[Source records]
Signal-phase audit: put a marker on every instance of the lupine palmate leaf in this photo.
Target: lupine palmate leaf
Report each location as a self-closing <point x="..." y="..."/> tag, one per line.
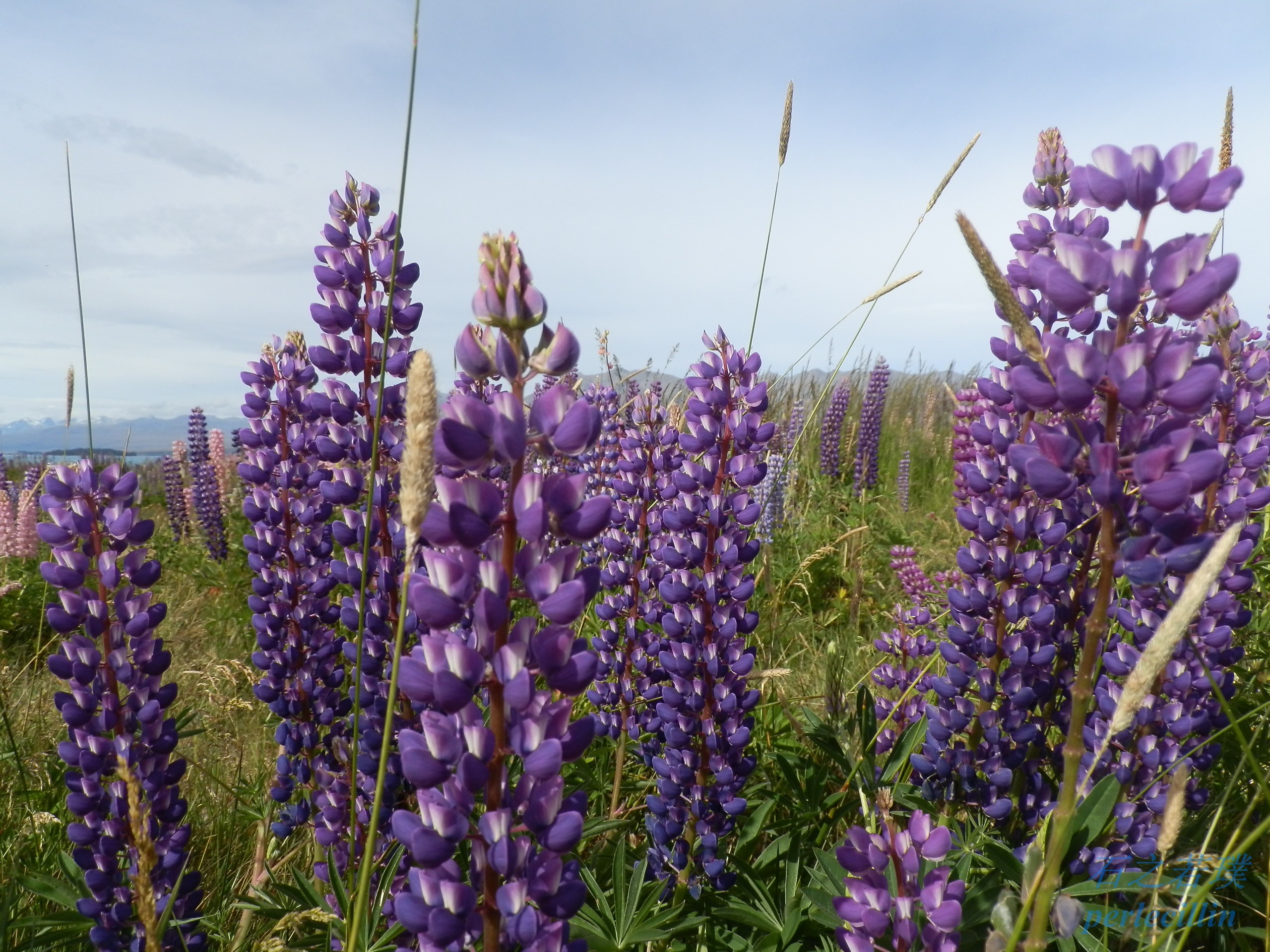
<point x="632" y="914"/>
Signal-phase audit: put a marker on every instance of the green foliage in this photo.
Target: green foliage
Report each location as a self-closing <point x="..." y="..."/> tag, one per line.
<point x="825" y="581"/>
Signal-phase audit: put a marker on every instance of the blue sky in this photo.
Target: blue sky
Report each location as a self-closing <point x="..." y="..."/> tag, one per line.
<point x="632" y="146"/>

* * *

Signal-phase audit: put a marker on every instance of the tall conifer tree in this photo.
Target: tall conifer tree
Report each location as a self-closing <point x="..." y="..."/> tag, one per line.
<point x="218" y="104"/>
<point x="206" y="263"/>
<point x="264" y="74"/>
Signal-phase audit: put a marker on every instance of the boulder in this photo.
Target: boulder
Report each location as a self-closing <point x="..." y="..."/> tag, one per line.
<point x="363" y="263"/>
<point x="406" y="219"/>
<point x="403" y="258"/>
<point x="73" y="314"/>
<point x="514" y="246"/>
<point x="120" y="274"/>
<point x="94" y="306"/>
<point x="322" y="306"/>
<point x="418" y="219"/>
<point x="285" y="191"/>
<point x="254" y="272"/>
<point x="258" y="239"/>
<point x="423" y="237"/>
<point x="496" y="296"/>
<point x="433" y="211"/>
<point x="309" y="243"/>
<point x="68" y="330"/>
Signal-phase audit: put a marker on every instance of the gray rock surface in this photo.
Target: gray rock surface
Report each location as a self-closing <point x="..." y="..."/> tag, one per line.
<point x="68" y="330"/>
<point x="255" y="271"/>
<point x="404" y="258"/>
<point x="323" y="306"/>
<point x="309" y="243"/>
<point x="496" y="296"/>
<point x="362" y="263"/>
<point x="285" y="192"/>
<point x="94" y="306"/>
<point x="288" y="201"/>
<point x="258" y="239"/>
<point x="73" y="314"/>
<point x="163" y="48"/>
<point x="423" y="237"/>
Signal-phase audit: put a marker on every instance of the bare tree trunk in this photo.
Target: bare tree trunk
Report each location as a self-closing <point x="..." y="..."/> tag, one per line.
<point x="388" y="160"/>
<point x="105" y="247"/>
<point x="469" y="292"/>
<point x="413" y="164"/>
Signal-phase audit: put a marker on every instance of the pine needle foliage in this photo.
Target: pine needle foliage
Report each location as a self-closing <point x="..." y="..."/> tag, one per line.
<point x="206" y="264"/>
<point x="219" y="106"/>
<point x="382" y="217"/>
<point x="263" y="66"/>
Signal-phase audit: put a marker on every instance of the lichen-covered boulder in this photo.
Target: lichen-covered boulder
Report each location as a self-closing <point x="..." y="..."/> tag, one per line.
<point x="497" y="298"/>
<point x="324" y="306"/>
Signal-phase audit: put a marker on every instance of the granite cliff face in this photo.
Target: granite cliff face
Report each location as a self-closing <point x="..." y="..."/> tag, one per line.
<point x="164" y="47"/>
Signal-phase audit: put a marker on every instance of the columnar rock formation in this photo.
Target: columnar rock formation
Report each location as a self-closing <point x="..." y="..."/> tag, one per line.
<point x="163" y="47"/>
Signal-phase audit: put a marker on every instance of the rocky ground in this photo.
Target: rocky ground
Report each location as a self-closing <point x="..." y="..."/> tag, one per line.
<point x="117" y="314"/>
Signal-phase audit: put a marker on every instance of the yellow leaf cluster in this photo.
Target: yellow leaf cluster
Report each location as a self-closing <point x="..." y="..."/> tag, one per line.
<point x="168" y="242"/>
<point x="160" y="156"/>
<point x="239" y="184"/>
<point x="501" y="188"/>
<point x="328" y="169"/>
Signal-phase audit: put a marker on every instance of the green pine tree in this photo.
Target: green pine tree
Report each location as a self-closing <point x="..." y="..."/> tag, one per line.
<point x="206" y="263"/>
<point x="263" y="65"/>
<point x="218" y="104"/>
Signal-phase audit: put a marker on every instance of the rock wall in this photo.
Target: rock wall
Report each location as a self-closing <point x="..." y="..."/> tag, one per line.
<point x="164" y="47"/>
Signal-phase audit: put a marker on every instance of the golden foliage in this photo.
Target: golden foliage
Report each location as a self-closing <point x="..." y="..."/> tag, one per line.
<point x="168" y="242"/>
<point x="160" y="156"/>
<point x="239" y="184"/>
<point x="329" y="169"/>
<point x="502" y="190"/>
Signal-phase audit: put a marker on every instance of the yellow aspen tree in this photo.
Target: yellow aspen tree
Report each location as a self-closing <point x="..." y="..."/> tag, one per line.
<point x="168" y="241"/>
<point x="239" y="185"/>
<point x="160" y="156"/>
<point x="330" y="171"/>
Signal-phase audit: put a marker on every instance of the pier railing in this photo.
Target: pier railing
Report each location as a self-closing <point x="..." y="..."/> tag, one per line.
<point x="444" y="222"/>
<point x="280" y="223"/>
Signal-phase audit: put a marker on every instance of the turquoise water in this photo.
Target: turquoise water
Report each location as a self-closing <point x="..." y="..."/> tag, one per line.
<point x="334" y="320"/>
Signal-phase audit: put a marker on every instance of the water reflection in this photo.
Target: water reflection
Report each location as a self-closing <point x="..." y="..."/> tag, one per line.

▶ WHAT YOU NEED TO DO:
Extract every line of the items above that contains the string "aspen", and list those lines.

▶ ANSWER TO THIS TASK:
Signal-phase audit: put a marker on every instance of the yellow aspen tree in this photo.
Target: yellow aspen tree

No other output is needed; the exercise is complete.